## [Latihan]
Tentukan apakah setiap pernyataan berikut sesuai dengan teks bacaan di bawah. Jawab ya atau tidak, lalu kutip kata-kata dari teks yang menjadi dasar jawabanmu.
(a) Satu dekade lalu, sebagian besar anak bermimpi menjadi dokter atau insinyur.
(b) Penulis menganggap para youtuber bisa disalahkan sepenuhnya.
(c) Penulis menduga orang menggemari hiburan di dunia maya karena butuh hiburan di masa pandemi.

## [Teks Bacaan]
- - - - -

Introduction

Sunday, April 17, 2022

It Takes Two to Tango: Bijak

 

Satu dekade yang lalu mungkin tidak ada anak-anak bercita-cita menjadi “youtuber” atau “selegram”. Bahkan profesi tersebut tidak pernah terlintas dalam benak orang. Saat itu sebagian besar anak bermimpi menjadi dokter atau insinyur. Jika anak tersebut cukup heroik maka mereka bercita-cita menjadi polisi atau tentara. Dunia bergulir, ternyata untuk memiliki banyak uang tidak perlu terlalu “pusing” belajar tiap malam karena ada cara untuk lebih cepat menggelembungkan pundi-pundi.
Diawali oleh para pesohor yang sudah memiliki “basis masa”  mengunggah konten “hiburan” yang beragam dan ternyata digemari oleh masyarakat. Konten tayangan mulai dari yang “lumayan mendidik”, “memberi pengetahuan”, sekadar hiburan sampai dengan yang saya kelompokan “tidak penting”, seperti menjual mimpi dan kemewahan “flexing” atau “family content” yang ternyata sama sekali tidak “ramah anak”. Tapi sayangnya, masyarakat menggemarinya bahkan gandrung. Mungkin saja karena orang butuh hiburan di masa pandemi yang penuh pembatasan. Maka hiburan melalui dunia maya menjadi pilihan. Hal ini juga terbukti dengan jumlah viewer dan subscriber melimpah dan itu sama dengan menggelembungnya pundi-pundi para youtuber, bahkan sampai disebut sultan.
Lepas dari persolan itu, para youtuber ini tentu tidak bisa disalahkan sepenuhnya. Bukankah yang berlaku teori “supply and demand?”, selama kebutuhan pasar ada bahkan berlimpah, atas nama kebutuhan dan tuntutan konsumen, produsen tentu terus berproduksi…Kedua pihak saling membutuhkan meskipun bentuk “kebutuhan”nya berbeda. Satu pihak, mungkin, membutuhkan popularitas karena akan berakhir dengan penuhnya pundi-pundi. Di lain pihak memuaskan dahaganya atas hiburan dan mimpi indah karena jika tidak bermimpi mustahil bisa menikmatinya.

- - - - -

## [Cuplikan Data]
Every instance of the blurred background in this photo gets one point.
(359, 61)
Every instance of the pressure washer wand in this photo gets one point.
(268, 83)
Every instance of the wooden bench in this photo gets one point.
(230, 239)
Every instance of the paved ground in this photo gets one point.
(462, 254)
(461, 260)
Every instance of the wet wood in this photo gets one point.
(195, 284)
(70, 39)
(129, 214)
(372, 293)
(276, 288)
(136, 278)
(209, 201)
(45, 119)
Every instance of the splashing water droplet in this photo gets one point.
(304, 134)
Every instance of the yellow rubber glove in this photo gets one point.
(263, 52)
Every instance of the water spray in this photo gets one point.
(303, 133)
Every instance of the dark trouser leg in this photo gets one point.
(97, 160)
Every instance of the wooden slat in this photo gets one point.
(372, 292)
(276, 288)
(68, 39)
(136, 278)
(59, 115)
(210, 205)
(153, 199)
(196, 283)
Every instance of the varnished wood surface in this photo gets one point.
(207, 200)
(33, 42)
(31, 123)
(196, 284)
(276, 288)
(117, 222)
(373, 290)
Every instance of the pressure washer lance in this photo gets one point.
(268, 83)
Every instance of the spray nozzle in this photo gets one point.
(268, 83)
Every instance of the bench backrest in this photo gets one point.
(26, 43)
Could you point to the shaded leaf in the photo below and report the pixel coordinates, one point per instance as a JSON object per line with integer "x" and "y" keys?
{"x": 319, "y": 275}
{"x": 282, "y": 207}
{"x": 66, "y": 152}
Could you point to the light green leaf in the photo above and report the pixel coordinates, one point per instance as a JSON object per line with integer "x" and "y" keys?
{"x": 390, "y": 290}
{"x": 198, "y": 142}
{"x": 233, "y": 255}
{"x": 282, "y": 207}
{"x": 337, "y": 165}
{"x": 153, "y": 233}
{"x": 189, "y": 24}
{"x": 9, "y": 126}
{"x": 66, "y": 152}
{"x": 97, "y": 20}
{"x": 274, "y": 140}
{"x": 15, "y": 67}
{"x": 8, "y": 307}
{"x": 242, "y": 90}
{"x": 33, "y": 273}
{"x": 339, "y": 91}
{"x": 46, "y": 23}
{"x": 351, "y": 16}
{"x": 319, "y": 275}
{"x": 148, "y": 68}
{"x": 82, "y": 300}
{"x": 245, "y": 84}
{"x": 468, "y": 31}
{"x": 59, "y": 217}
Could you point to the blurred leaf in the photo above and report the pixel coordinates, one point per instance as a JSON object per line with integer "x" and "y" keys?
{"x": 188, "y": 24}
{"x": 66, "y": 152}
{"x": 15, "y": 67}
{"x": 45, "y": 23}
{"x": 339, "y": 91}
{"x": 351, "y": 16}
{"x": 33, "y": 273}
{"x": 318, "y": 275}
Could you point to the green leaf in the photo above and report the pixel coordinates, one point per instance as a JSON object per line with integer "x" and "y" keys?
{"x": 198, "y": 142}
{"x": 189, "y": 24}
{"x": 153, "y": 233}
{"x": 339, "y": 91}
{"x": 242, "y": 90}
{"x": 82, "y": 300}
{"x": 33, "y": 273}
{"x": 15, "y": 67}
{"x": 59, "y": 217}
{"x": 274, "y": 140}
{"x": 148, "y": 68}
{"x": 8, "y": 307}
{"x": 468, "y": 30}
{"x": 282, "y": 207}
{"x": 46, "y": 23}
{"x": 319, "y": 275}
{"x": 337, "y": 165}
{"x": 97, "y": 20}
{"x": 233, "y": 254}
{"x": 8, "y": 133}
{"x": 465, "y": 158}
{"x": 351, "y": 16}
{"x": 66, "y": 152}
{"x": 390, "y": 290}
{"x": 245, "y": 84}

- - - - -

## [Kunci Jawaban]
(a) Ya: "Saat itu sebagian besar anak bermimpi menjadi dokter atau insinyur."
(b) Tidak: "para youtuber ini tentu tidak bisa disalahkan sepenuhnya."
(c) Ya: "Mungkin saja karena orang butuh hiburan di masa pandemi yang penuh pembatasan."